## Begin

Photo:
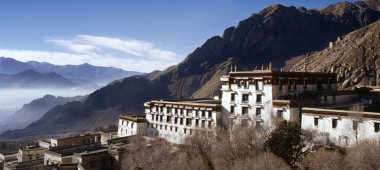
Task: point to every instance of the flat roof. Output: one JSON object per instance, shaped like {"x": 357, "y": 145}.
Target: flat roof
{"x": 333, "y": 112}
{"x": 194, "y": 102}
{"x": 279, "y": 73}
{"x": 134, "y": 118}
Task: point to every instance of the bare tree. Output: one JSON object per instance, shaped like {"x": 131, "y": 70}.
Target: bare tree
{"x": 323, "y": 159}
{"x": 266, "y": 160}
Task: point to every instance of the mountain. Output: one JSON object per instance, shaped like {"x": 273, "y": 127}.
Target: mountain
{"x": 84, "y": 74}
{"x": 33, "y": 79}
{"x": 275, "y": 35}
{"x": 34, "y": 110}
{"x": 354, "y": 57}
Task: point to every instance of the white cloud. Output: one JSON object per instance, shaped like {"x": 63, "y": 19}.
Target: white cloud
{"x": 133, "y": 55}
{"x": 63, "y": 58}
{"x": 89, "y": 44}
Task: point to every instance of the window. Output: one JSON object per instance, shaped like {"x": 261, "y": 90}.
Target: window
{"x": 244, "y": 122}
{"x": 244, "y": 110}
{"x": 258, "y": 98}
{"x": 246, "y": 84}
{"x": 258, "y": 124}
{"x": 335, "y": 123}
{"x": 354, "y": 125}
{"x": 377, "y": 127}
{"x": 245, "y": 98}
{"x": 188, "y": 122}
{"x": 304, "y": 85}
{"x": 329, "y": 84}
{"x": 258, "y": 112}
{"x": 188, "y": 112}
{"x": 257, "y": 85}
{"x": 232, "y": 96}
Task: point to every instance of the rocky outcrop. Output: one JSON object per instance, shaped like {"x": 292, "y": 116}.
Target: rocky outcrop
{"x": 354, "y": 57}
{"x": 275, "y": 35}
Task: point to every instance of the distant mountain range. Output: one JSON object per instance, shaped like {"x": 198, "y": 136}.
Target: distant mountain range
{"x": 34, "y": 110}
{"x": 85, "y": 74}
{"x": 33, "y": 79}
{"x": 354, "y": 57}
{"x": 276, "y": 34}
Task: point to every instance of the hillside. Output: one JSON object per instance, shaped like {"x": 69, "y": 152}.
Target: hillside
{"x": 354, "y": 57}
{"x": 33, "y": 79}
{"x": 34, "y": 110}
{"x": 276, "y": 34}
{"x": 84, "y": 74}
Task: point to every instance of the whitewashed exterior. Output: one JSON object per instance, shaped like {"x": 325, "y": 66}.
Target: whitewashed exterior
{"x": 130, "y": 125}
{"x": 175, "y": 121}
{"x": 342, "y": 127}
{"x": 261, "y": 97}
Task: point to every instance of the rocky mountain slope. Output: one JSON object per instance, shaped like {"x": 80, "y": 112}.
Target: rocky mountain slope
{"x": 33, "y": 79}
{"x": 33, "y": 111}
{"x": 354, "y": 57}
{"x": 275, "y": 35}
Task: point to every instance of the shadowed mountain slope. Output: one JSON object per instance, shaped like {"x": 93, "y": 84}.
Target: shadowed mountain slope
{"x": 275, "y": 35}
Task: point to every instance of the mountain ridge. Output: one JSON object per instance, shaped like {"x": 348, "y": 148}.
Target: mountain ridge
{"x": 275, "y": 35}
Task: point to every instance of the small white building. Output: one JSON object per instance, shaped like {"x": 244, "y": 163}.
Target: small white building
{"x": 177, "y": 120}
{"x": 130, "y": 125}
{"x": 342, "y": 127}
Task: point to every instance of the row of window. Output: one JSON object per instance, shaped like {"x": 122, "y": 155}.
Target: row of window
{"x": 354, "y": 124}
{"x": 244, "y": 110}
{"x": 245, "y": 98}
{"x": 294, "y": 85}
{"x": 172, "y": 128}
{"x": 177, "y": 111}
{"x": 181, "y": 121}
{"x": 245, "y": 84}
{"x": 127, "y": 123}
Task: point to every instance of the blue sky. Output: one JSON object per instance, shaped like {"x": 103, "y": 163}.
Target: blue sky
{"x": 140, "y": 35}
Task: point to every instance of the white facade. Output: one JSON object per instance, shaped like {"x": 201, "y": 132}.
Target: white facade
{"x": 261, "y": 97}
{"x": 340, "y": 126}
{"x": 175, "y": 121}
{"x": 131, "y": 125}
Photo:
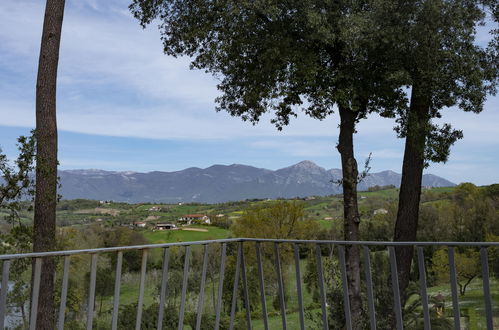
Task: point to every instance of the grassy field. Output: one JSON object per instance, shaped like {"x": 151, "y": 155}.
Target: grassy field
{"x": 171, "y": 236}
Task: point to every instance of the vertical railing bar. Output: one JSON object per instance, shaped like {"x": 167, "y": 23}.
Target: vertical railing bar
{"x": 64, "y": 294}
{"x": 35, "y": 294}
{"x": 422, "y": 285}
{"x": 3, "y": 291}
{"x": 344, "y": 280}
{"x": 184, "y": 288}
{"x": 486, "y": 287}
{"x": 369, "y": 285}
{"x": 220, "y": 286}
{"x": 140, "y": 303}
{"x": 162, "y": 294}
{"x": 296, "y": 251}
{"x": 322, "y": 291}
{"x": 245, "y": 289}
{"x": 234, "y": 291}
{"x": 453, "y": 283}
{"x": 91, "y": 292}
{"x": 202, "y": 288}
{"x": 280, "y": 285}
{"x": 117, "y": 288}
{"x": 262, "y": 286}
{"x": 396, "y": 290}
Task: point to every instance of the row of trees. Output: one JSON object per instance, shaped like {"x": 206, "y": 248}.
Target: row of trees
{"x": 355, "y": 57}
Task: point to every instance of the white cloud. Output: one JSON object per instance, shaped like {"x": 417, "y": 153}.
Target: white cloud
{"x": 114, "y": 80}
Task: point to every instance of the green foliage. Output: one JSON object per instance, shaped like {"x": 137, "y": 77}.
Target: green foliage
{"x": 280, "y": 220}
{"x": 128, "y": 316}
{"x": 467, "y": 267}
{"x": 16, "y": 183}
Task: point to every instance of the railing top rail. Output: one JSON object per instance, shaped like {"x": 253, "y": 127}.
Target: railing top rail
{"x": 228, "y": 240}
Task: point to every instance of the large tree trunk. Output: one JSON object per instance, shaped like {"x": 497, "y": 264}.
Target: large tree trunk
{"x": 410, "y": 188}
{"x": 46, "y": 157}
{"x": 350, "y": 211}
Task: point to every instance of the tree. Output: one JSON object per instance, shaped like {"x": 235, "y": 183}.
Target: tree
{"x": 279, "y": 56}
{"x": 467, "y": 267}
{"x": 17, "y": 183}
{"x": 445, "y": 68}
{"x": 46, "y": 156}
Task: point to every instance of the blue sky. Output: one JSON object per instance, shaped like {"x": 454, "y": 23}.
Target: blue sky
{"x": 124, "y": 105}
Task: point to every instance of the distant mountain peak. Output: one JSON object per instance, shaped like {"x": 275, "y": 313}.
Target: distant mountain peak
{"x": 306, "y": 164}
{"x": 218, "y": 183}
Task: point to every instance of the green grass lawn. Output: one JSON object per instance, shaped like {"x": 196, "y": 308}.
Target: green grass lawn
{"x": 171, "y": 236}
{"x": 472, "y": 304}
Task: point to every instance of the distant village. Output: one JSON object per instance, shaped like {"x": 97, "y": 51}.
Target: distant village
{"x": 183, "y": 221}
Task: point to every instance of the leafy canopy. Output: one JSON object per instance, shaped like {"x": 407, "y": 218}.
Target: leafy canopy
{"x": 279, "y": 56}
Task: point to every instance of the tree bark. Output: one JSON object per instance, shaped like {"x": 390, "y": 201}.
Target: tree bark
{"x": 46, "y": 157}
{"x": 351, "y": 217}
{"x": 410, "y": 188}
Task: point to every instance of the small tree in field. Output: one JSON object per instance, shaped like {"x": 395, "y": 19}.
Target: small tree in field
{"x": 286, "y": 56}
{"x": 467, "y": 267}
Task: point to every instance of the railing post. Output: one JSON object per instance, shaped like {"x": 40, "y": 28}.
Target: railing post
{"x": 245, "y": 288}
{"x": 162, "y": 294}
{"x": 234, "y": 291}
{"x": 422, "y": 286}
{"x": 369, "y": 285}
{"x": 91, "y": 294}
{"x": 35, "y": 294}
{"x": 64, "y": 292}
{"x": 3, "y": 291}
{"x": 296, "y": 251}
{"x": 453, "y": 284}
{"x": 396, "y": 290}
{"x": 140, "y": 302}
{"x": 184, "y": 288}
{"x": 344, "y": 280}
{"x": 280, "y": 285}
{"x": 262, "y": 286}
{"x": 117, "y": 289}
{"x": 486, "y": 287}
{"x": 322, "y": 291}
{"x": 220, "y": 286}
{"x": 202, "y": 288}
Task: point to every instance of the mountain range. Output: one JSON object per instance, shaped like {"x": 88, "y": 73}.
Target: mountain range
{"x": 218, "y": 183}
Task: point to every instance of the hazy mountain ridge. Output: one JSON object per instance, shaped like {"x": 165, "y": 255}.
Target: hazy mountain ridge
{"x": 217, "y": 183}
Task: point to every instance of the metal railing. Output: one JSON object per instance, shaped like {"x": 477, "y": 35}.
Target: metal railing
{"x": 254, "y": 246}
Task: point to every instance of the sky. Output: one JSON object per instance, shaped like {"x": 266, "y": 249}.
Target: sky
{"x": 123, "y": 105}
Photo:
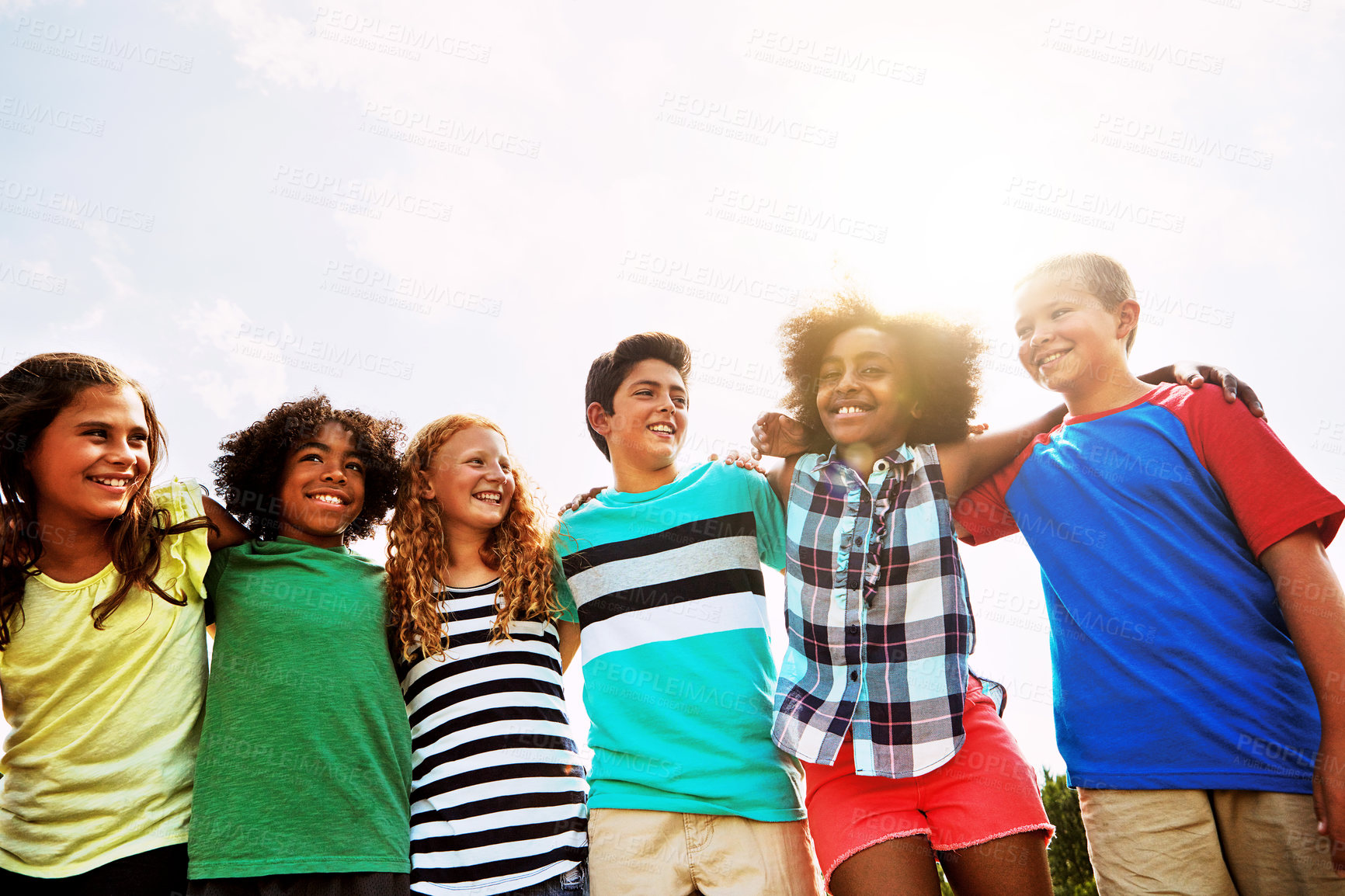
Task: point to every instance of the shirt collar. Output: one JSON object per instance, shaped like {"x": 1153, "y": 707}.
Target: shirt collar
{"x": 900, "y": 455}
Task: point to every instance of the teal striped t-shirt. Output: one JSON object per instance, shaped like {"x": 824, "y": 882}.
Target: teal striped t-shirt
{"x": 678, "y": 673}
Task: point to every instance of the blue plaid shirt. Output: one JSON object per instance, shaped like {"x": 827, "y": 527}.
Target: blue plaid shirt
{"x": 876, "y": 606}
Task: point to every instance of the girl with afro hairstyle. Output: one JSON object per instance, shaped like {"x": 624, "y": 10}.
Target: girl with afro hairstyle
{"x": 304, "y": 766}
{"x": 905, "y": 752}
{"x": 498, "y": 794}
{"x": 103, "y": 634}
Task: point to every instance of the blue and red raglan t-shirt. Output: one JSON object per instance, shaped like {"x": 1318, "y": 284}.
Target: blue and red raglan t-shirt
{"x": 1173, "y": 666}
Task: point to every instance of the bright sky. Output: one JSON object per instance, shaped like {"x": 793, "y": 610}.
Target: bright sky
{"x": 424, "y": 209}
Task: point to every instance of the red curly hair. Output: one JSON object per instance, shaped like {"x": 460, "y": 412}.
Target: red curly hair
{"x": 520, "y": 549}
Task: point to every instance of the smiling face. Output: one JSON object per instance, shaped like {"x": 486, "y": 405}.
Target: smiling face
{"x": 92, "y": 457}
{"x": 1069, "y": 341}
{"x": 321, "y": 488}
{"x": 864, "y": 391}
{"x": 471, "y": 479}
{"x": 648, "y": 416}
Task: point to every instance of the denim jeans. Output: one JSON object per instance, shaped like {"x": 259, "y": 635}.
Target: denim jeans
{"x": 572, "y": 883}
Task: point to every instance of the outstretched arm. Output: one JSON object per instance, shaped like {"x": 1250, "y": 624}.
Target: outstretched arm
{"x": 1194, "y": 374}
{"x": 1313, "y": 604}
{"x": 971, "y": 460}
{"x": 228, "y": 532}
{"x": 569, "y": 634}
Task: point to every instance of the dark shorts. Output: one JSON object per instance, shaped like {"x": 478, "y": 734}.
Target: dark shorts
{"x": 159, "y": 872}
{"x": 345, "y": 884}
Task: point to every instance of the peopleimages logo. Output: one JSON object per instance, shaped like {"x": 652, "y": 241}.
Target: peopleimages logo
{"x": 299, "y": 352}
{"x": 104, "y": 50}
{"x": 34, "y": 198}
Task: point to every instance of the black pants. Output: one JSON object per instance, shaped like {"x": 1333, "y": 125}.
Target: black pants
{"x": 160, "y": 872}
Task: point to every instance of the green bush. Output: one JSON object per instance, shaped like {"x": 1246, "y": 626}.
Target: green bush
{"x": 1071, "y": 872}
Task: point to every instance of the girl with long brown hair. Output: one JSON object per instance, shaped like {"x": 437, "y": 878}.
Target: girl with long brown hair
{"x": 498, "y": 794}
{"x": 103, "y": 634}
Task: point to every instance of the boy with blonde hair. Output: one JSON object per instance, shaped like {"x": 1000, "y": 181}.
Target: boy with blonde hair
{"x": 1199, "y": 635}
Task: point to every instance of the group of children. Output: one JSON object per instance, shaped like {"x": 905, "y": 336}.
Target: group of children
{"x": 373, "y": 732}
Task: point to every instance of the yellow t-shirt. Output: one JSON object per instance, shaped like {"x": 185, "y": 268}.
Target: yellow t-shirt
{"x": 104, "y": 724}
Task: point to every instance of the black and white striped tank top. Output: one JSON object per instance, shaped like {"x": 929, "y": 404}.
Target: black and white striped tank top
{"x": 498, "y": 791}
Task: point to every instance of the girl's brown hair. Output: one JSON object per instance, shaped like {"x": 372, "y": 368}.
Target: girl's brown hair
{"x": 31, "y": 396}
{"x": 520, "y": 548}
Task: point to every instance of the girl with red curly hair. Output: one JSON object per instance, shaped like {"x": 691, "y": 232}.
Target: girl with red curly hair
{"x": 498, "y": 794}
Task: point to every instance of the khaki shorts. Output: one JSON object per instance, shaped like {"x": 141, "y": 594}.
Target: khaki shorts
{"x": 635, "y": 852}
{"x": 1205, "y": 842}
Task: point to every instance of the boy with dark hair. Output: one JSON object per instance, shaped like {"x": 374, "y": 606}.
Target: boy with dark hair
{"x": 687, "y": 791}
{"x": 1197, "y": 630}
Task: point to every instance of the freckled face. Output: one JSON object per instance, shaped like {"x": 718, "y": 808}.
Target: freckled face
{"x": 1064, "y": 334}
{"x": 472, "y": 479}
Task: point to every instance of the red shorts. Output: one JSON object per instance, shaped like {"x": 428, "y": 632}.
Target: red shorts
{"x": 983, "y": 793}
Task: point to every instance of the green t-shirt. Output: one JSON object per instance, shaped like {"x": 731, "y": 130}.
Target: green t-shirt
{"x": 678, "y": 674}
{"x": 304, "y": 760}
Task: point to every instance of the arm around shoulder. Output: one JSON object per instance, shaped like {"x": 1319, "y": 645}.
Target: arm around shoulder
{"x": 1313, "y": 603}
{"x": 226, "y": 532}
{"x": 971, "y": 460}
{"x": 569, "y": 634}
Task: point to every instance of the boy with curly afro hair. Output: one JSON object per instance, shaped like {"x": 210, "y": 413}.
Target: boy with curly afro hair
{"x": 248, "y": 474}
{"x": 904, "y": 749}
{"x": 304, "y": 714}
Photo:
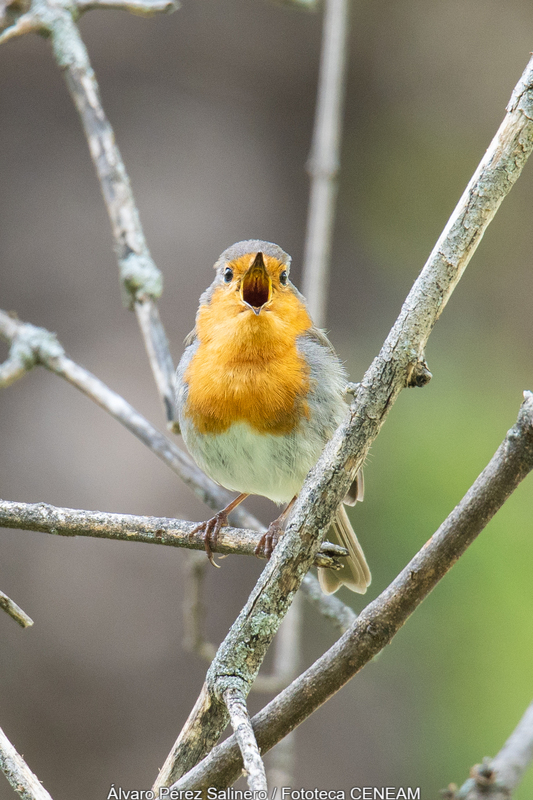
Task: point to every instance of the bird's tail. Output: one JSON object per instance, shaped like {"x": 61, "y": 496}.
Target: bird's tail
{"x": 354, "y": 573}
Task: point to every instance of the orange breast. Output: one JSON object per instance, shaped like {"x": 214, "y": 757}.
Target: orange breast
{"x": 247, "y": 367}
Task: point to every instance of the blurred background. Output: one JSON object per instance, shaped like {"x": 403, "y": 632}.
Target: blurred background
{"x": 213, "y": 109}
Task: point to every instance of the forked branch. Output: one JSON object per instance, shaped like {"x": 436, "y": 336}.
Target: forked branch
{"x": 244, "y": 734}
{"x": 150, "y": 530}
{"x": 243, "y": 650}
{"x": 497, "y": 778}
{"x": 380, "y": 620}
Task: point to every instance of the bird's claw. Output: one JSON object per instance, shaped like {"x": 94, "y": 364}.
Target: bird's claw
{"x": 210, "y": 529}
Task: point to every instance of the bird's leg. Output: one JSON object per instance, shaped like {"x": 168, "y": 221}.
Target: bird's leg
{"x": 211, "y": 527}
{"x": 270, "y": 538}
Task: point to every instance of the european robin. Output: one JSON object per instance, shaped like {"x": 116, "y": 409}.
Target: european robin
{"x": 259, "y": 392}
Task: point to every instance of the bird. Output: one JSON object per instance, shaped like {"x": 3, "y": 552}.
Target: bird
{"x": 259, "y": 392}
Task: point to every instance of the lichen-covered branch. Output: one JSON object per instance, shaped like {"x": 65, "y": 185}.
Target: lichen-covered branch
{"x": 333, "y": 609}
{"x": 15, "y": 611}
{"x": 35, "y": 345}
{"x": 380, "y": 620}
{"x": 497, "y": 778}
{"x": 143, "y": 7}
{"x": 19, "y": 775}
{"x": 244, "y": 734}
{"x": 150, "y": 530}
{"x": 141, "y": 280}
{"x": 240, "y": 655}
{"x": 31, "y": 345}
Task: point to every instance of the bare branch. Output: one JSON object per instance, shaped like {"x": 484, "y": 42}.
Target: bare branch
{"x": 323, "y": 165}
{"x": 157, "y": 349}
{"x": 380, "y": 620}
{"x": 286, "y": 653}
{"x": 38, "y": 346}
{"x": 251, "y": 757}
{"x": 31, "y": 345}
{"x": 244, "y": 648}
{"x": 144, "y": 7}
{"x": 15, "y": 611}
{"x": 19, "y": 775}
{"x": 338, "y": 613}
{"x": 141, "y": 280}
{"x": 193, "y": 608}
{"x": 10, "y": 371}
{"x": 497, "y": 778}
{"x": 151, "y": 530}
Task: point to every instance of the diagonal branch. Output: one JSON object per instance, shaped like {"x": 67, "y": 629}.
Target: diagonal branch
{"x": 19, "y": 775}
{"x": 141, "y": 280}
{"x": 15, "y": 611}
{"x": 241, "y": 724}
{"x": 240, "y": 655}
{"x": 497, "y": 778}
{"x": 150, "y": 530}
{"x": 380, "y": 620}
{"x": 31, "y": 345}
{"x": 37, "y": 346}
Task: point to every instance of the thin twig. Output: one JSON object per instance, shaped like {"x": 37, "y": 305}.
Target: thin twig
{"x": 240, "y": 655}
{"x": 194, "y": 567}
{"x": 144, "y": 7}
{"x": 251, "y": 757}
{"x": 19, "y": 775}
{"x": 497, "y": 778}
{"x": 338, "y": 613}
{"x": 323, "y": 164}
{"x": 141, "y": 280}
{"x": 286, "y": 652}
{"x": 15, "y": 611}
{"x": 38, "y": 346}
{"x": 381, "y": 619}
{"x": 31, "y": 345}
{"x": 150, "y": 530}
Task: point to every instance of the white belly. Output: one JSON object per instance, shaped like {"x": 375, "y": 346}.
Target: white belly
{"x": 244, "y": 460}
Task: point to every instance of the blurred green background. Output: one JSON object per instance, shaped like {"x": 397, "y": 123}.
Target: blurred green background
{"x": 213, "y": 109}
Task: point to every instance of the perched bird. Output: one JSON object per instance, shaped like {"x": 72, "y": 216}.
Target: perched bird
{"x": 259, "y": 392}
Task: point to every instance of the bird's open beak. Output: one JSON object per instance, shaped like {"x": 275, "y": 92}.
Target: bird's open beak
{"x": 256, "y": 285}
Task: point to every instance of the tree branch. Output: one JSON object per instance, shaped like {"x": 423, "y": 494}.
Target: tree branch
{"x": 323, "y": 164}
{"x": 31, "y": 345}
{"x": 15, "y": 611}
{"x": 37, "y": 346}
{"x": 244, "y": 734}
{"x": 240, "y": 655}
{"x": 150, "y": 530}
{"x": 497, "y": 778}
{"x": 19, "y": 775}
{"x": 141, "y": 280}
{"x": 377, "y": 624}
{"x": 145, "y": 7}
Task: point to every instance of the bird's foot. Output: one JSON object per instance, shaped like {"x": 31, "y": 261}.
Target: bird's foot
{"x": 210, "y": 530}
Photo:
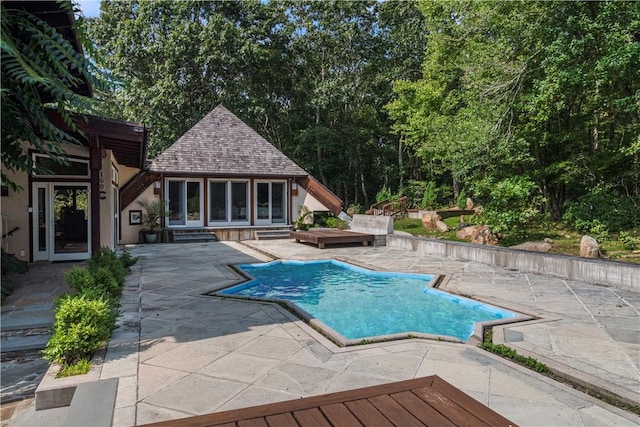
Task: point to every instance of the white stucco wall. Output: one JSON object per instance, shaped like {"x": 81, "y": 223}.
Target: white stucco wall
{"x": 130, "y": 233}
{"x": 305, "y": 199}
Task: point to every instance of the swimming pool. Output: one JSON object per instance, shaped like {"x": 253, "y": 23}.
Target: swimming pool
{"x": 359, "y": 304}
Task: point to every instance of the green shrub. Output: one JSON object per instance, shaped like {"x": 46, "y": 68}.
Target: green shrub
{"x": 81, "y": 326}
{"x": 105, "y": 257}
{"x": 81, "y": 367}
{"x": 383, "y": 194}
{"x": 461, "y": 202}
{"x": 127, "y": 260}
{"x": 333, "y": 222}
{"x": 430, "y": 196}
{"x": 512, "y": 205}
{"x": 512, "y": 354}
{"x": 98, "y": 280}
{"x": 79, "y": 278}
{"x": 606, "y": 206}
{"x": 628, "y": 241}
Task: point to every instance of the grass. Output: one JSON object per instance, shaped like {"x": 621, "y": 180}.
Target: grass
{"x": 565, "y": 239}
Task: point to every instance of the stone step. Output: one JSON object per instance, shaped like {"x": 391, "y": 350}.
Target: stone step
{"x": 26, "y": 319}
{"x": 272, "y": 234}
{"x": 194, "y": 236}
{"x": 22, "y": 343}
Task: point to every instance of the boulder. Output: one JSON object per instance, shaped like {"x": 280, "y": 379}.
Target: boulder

## End

From the line with "Task: point to every instance of the grass." to the last line of the material, give every line again exactly, and only those lines.

Written response |
Task: point to every instance of the grass. Output: one JSON object per instance, shaped like {"x": 621, "y": 180}.
Target: grass
{"x": 565, "y": 239}
Task: point to every instance of the stone step. Output: one JSON object per instance, shaped like {"x": 391, "y": 350}.
Target: stone step
{"x": 26, "y": 319}
{"x": 272, "y": 234}
{"x": 194, "y": 236}
{"x": 22, "y": 343}
Task: point to every instance of the boulder. Output: one JSON object per instance, shaped like {"x": 280, "y": 379}.
Target: boulder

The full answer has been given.